Chasing Yield Is Fraught With Risk

In addition to the above, our couple notices that ARCC investors have been ‘rewarded’ with a historical dividend track record that certainly has not been favorable. To make matters worse, investors have also not fared well from an appreciation in stock price other than if an investment in ARCC was initiated at the height of the Financial Crisis.

This couple decides ARCC is definitely not a suitable investment.

NuStar Energy L.P.

  • Market Cap: $2.8B
  • Average Daily Volume: 507 Thousand shares
  • Dividend Yield: 14.71%
  • Additional metrics can be found here

NuStar (NS) is a publicly held limited partnership engaged in the transportation of petroleum products and anhydrous ammonia, and the terminalling, storage, and marketing of petroleum products. It conducts operations through its subsidiaries, primarily NuStar Logistics, L.P. and NuStar Pipeline Operating Partnership L.P.

NS operates through 3 three business segments: pipeline, storage, and fuels marketing.

This couple reviews NuStar’s most recent quarterly financial statement (Q3 10-Q as at September 30, 2017) and notices that a considerable amount of Goodwill and Intangible Assets are reflected; combined they represent ~30% of NuStar’s assets.

[Rows for bounding box labeling]
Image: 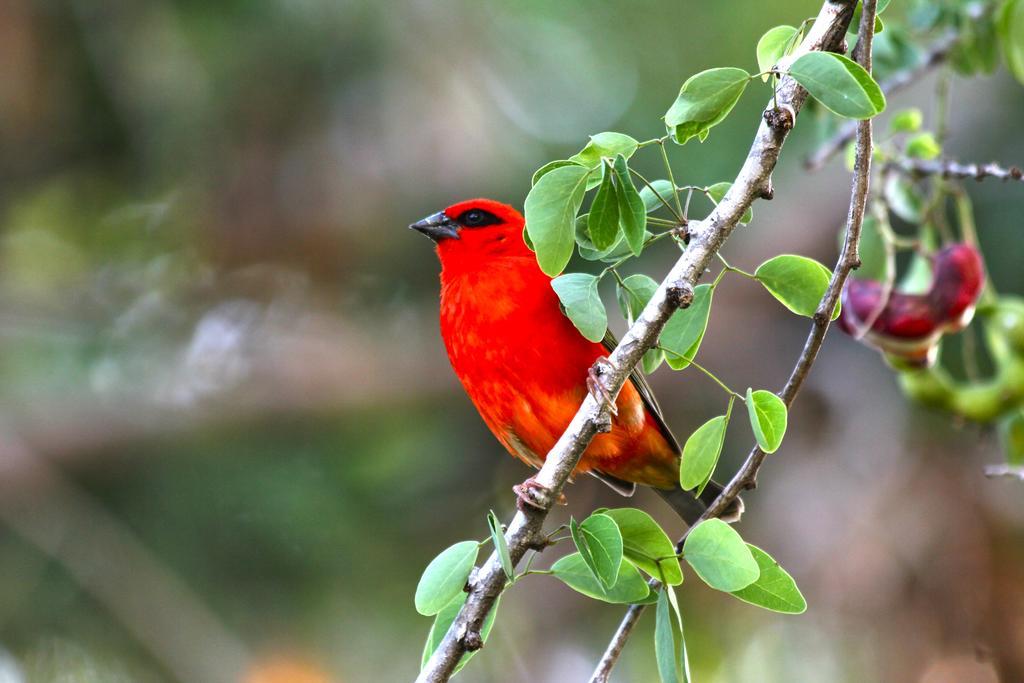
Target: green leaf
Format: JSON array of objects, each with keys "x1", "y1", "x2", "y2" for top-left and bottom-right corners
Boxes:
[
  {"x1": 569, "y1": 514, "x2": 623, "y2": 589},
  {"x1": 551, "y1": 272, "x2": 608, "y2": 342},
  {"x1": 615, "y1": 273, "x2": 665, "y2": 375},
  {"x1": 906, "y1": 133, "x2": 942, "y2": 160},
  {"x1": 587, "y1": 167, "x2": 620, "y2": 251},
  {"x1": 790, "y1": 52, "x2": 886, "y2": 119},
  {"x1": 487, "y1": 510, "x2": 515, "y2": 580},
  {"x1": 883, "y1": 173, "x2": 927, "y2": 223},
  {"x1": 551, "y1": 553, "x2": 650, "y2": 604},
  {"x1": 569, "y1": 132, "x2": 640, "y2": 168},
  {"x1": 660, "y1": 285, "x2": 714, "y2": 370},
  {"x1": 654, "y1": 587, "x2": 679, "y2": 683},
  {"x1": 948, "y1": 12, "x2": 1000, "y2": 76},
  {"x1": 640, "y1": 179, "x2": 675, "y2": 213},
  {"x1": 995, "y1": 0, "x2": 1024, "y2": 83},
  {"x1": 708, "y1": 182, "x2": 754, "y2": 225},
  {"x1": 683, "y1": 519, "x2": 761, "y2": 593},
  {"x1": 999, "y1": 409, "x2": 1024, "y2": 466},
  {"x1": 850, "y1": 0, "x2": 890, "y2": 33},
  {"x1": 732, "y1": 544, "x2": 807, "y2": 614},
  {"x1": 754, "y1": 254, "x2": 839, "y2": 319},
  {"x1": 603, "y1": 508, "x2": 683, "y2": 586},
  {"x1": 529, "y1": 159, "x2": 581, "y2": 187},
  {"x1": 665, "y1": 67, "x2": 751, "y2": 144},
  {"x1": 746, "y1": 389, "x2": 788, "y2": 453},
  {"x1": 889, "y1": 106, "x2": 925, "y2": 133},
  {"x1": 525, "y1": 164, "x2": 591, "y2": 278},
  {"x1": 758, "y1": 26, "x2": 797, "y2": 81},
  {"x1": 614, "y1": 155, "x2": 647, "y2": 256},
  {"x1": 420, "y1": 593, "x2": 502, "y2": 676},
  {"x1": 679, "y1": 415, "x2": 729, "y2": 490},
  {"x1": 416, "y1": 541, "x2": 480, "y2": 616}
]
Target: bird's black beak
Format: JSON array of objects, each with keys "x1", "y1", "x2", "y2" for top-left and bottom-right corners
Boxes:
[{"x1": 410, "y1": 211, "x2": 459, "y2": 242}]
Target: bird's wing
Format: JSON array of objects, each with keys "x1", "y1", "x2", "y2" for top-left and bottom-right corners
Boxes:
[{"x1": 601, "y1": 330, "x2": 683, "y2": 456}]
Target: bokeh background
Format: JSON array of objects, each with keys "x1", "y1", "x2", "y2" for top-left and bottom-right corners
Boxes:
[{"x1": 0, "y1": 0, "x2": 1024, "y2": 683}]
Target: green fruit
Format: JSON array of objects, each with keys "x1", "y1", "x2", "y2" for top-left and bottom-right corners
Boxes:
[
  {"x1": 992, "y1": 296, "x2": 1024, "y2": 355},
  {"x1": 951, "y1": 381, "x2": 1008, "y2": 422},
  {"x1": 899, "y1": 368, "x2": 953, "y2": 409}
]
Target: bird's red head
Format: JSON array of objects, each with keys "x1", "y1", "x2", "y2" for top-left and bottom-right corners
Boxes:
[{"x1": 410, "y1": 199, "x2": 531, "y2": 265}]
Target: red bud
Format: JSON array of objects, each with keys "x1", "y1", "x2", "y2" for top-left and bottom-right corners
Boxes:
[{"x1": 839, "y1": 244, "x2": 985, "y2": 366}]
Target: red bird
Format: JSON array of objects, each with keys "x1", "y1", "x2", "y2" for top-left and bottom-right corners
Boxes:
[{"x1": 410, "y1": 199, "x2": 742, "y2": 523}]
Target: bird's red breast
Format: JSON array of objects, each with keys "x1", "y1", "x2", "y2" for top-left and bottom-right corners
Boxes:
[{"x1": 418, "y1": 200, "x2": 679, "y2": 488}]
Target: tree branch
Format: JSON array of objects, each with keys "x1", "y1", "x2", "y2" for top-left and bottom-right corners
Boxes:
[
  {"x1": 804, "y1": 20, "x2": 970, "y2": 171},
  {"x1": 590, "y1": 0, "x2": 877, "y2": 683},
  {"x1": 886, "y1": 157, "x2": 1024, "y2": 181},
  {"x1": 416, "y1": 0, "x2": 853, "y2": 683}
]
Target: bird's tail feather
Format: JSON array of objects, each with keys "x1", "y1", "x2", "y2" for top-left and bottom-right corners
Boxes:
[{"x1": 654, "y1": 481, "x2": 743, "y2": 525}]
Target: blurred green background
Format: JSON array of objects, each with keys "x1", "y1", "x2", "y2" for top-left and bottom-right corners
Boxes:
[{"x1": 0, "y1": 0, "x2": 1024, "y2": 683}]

Required task 1
Copy every line of the rows that contains the string "green", treating uppercase and lowercase letters as different.
Required task 2
Extend the article on chasing yield by writing what comes after its final sentence.
The article on chasing yield has no connection to the rows.

Answer 1
Target: green leaf
Target: green fruit
Target: blurred green background

Answer 2
They also notice that NuStar also has a considerable amount of long-term debt. In reading the notes which accompany the financial statements they see on page 44 of 61 in the Q3 10-Q that the following credit ratings have been assigned to NuStar’s long-term debt.

NuStar Credit Ratings

These credit ratings are classified as non-investment grade speculative by all 3 ratings agencies.

Given that this couple is looking for a steady stream of income that will hopefully keep pace with, or will exceed, the rate of inflation they have a quick look at NuStar’s distribution history. What they find is that it is less than impressive; there has been no increase in the quarterly distribution since 2011.

They also notice on the September 30, 2017, Balance Sheet (page 3 of 61) a dramatic increase in the ‘Partners’ Equity’.  What they find is that NuStar completed the acquisition of Navigator Energy Services, LLC for approximately $1.5B on May 4, 2017. In order to fund the purchase, it issued:

  • 14,375,000 common units for net proceeds of $657.5 million;
  • $550.0 million of 5.625% senior notes for net proceeds of $543.3 million;
  • issued 15,400,000 of 7.625% Series B Fixed-to-Floating Rate Cumulative Redeemable Perpetual Preferred Units (Series B Preferred Units) for net proceeds of $371.8 million.

After looking at the less than stellar dividend track record, this couple has a quick look at NuStar’s stock chart to see if there has at least been some consistency in the growth of NuStar’s stock price. What they see are wild fluctuations which certainly does not give them comfort.

They do a bit further digging and notice that NuStar’s share count has increased over time (and not just for the Navigator acquisition). A little bit more research reveals that like all partnerships that pay out substantially all of their cash flow, NuStar must rely on external funding sources for growth or acquisitions.

This couple decides NS is definitely not a suitable investment.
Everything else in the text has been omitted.